━━━ EXTRAIT DU DOCUMENT ━━━
Le 1er septembre 2021
Viols simulés, clitoris ignorés, corps féminins brutalisés… Le porno mainstream, consommé à tour de bras, n’est pas connu pour faire dans la dentelle, ni dans le progressisme. Si l’étiquette patriarcale colle à la peau de la plupart des films de cul, ce n’est pas pour rien : souvent oppressif envers les femmes, traitées comme de la chair à canon, et peu représentatif de la véritable sexualité, le porno traîne son lot de critiques, à raison.
Ninja Thyberg, réalisatrice suédoise, rentre dans le vif du sujet avec son film Pleasure, à retrouver en salles cet automne.
Pleasure, un zoom nuancé sur le porno
Le porno peut être sexiste, certes. Mais la réalité est bien plus complexe que ça. C’est justement ce que tente de montrer Ninja Thyberg dans son long-métrage Pleasure, sélectionné au Festival de Cannes 2020. Elle confie, dans le dossier de presse accompagnant le film :
« Je me suis rendue compte qu’il y avait plusieurs niveaux de lecture intersectionnels. On voit les travailleurs du sexe comme des gens dont on consomme le travail et on les méprise un peu. […] [Les actrices porno] savent exactement ce que c’est le patriarcat. Elles l’affrontent tous les jours, de manière stratégique. »
Le film suit l’ascension dans le milieu de porno de Bella, une jeune Suédoise arrivée à Los Angeles, interprétée par l’actrice amatrice Sofia Kappel.
D’abord bercée par l’espoir d’atteindre la gloire puis propulsée au sommet, elle tombe rapidement de son piédestal. Poussée à accepter des pratiques de plus en plus violentes, exhortée à gagner des followers sur Instagram, à aller au-delà de ses capacités physiques, à accepter des pratiques de plus en plus brutales…
La jeune femme doit tout faire pour être « rentable ».
━━━
CONSIGNE 1:
Dans l'extrait sur le film Pleasure, qui interprète le rôle de Bella ?
CONSIGNE 2:
Recopiez à l'identique le passage de l'extrait sur Pleasure qui commence aux mots « Pleasure, un zoom » et s'arrête après « amatrice Sofia Kappel. ».
━━━ CONTENU PRÉSENTÉ ━━━
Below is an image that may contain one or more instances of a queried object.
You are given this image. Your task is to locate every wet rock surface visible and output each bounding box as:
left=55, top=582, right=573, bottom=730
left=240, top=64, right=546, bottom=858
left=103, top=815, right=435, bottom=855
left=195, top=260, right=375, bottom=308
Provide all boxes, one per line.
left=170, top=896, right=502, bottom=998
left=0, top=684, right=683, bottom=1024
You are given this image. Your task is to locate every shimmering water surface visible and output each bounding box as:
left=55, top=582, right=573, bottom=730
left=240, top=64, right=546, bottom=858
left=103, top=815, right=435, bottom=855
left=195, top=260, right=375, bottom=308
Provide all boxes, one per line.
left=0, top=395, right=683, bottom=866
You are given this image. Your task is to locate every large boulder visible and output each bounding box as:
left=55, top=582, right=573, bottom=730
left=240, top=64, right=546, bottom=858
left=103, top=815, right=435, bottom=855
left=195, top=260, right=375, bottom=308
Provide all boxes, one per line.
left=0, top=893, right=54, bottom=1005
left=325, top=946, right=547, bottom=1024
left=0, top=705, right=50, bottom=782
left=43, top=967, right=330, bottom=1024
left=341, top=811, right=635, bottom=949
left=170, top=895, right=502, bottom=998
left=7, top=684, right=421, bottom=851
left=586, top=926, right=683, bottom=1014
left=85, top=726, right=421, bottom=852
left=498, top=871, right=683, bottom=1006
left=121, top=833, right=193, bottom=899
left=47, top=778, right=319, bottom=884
━━━
RÉPONSE ATTENDUE 1:
L'actrice amatrice Sofia Kappel.

RÉPONSE ATTENDUE 2:
Pleasure, un zoom nuancé sur le porno
Le porno peut être sexiste, certes. Mais la réalité est bien plus complexe que ça. C’est justement ce que tente de montrer Ninja Thyberg dans son long-métrage Pleasure, sélectionné au Festival de Cannes 2020. Elle confie, dans le dossier de presse accompagnant le film :
« Je me suis rendue compte qu’il y avait plusieurs niveaux de lecture intersectionnels. On voit les travailleurs du sexe comme des gens dont on consomme le travail et on les méprise un peu. […] [Les actrices porno] savent exactement ce que c’est le patriarcat. Elles l’affrontent tous les jours, de manière stratégique. »
Le film suit l’ascension dans le milieu de porno de Bella, une jeune Suédoise arrivée à Los Angeles, interprétée par l’actrice amatrice Sofia Kappel.